Exercise description:
Down to the last line, restate the listing below exactly.

Listed records:
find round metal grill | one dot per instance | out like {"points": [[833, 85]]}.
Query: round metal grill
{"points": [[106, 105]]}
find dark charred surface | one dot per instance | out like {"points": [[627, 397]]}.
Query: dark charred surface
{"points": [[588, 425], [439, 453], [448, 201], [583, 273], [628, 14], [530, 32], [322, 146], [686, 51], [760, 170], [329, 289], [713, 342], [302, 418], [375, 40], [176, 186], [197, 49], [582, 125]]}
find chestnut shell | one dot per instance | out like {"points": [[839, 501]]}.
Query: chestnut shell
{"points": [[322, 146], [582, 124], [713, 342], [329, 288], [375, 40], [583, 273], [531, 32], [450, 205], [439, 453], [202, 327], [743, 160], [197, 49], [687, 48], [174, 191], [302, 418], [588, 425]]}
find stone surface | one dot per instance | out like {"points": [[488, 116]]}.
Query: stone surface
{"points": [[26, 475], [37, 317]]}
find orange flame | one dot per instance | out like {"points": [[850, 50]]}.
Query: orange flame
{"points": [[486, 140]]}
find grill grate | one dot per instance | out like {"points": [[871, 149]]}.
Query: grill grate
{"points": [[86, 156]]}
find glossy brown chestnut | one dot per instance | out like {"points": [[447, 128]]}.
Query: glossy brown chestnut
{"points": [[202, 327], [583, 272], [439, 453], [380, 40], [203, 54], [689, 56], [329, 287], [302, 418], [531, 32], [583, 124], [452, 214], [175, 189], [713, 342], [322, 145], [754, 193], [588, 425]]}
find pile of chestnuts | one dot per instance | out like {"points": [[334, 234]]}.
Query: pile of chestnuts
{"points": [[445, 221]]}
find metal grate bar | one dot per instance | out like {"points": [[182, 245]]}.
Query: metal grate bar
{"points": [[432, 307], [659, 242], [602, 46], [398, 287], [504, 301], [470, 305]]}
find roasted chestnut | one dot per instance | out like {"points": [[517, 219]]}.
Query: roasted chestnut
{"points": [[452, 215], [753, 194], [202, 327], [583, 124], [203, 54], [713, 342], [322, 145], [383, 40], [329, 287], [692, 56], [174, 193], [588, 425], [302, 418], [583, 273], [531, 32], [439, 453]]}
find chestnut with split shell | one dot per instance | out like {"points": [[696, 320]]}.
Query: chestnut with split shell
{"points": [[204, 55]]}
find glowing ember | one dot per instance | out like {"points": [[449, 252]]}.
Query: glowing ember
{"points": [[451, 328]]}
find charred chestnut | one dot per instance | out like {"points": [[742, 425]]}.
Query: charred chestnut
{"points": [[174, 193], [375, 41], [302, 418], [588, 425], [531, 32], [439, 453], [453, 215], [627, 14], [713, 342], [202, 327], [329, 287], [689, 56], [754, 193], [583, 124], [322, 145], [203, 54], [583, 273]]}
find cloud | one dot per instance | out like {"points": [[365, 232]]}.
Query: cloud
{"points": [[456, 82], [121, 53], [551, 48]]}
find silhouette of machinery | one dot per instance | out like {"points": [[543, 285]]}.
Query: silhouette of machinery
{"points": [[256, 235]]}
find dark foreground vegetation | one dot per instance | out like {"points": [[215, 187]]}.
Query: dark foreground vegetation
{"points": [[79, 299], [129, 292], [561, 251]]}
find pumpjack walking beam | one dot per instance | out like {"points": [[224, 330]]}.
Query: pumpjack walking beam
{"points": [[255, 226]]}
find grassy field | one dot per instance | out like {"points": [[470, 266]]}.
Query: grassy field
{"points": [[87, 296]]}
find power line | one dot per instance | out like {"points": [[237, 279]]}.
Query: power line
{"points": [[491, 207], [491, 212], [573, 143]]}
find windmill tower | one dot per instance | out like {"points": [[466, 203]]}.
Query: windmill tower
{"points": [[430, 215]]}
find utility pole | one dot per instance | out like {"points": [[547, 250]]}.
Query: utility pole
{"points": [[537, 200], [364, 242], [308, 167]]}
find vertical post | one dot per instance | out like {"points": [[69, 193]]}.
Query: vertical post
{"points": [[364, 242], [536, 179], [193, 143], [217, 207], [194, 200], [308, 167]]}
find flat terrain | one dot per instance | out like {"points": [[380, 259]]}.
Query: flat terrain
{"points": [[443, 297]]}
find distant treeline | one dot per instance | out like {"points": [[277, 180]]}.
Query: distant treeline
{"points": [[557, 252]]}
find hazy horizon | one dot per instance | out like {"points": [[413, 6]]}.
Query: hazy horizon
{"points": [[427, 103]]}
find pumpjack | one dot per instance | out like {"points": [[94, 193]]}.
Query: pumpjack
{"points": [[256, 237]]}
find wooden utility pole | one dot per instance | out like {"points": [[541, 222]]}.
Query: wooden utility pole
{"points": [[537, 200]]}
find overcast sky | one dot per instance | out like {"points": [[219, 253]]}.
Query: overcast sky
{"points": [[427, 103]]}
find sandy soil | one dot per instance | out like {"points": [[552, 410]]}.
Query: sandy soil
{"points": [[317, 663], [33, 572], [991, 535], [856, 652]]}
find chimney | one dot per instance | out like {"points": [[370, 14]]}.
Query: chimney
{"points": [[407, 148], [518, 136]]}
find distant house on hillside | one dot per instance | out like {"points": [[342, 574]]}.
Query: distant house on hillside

Answer to this task:
find round metal grill | one dot per instance | out like {"points": [[833, 85]]}.
Query: round metal grill
{"points": [[106, 105]]}
find dark charred surface | one dot per instance | out like {"points": [[627, 397]]}.
Query: dark charred surface
{"points": [[588, 425], [439, 453], [448, 201], [583, 273], [628, 14], [530, 32], [322, 146], [686, 51], [760, 170], [329, 289], [713, 342], [302, 418], [375, 40], [176, 186], [197, 49], [582, 125]]}
find chestnut shell | one dot per instance | out like {"points": [[839, 501]]}.
Query: chestnut shell
{"points": [[322, 146], [582, 124], [713, 342], [329, 288], [375, 40], [583, 273], [531, 32], [450, 205], [439, 453], [202, 327], [743, 160], [197, 49], [687, 48], [174, 191], [302, 418], [588, 425]]}
find stone surface | one dot per instance | out like {"points": [[488, 116]]}.
Query: stone surface
{"points": [[26, 475], [37, 317]]}
find orange flame | one dot per instance | out like {"points": [[850, 50]]}.
Query: orange flame
{"points": [[486, 140]]}
find grill grate | one dot per instance | out like {"points": [[871, 149]]}.
Query: grill grate
{"points": [[86, 156]]}
find glossy brown chestnut | one dot per instance | out like {"points": [[447, 128]]}.
Query: glossy brown chestnut
{"points": [[202, 327], [583, 272], [439, 453], [380, 40], [203, 54], [689, 56], [329, 287], [302, 418], [531, 32], [583, 124], [452, 214], [175, 189], [713, 342], [322, 145], [754, 193], [588, 425]]}
find pile of chestnuts | one dot per instance | out like {"points": [[334, 234]]}.
Query: pile of chestnuts
{"points": [[445, 221]]}
find metal grate bar | one dot per instance | out like {"points": [[182, 245]]}.
Query: metal grate bar
{"points": [[432, 307], [659, 242], [602, 46], [398, 287], [504, 301], [470, 305]]}
find roasted chestnut | one dot per instance | out like {"points": [[517, 219]]}.
Query: roasted chestnut
{"points": [[452, 215], [753, 194], [202, 327], [583, 124], [203, 54], [713, 342], [322, 145], [383, 40], [329, 287], [692, 56], [174, 193], [588, 425], [302, 418], [583, 273], [531, 32], [439, 453]]}
find chestnut with split shell | one dot per instance | out like {"points": [[696, 320]]}.
Query: chestnut with split shell
{"points": [[204, 55]]}
find glowing ember | one dot per instance | out like {"points": [[449, 252]]}.
Query: glowing ember
{"points": [[451, 328]]}
find charred chestnut | one dot per instance | out like {"points": [[742, 425]]}.
Query: charred chestnut
{"points": [[174, 193], [375, 41], [302, 418], [588, 425], [531, 32], [439, 453], [453, 215], [627, 14], [713, 342], [202, 327], [329, 287], [689, 56], [754, 193], [583, 124], [322, 145], [203, 54], [583, 273]]}
find cloud | one dot per instance | out like {"points": [[365, 232]]}.
Query: cloud
{"points": [[456, 82], [121, 53], [551, 48]]}
find silhouette of machinery | one dot per instance | out like {"points": [[543, 285]]}.
Query: silhouette of machinery
{"points": [[256, 235]]}
find dark foreground vegetation | one dot per instance | out like {"points": [[215, 187]]}.
Query: dark foreground vegetation
{"points": [[79, 299], [129, 292], [561, 251]]}
find pumpjack walking beam | one dot per instance | out like {"points": [[224, 330]]}.
Query: pumpjack walking beam
{"points": [[255, 226]]}
find grassy field | one dot per instance | out like {"points": [[470, 266]]}.
Query: grassy field
{"points": [[87, 296]]}
find power line | one dot per instance | out like {"points": [[237, 279]]}.
Query: power line
{"points": [[491, 207], [491, 212], [573, 143]]}
find windmill tower | one dot per instance | out like {"points": [[466, 203]]}.
Query: windmill tower
{"points": [[430, 215]]}
find utility pole | one dot per instance | out like {"points": [[547, 250]]}.
Query: utility pole
{"points": [[537, 200], [364, 242], [308, 167]]}
find vertical post | one dot per instance | out like {"points": [[69, 193]]}.
Query: vertical post
{"points": [[364, 242], [536, 179], [193, 143], [217, 207], [194, 200], [308, 167]]}
find flat terrain | one dot per instance | out like {"points": [[380, 259]]}.
Query: flat terrain
{"points": [[443, 297]]}
find distant treeline | one dot per instance | out like {"points": [[277, 180]]}.
Query: distant treeline
{"points": [[557, 252]]}
find hazy horizon | one dot per instance | out like {"points": [[413, 6]]}.
Query: hazy horizon
{"points": [[427, 103]]}
find pumpjack | one dot per instance | out like {"points": [[94, 193]]}.
Query: pumpjack
{"points": [[256, 237]]}
find wooden utility pole | one dot per instance | out like {"points": [[541, 222]]}.
Query: wooden utility pole
{"points": [[537, 200]]}
find overcast sky | one dot per instance | out like {"points": [[219, 253]]}.
Query: overcast sky
{"points": [[427, 103]]}
find sandy soil | one dot per instance | out like {"points": [[552, 410]]}.
Query: sandy soil
{"points": [[317, 663], [33, 572], [991, 535], [856, 652]]}
find chimney | one dot per instance | out like {"points": [[370, 14]]}.
Query: chimney
{"points": [[407, 148], [518, 136]]}
find distant house on hillside | one dot per instance | out like {"points": [[342, 574]]}.
Query: distant house on hillside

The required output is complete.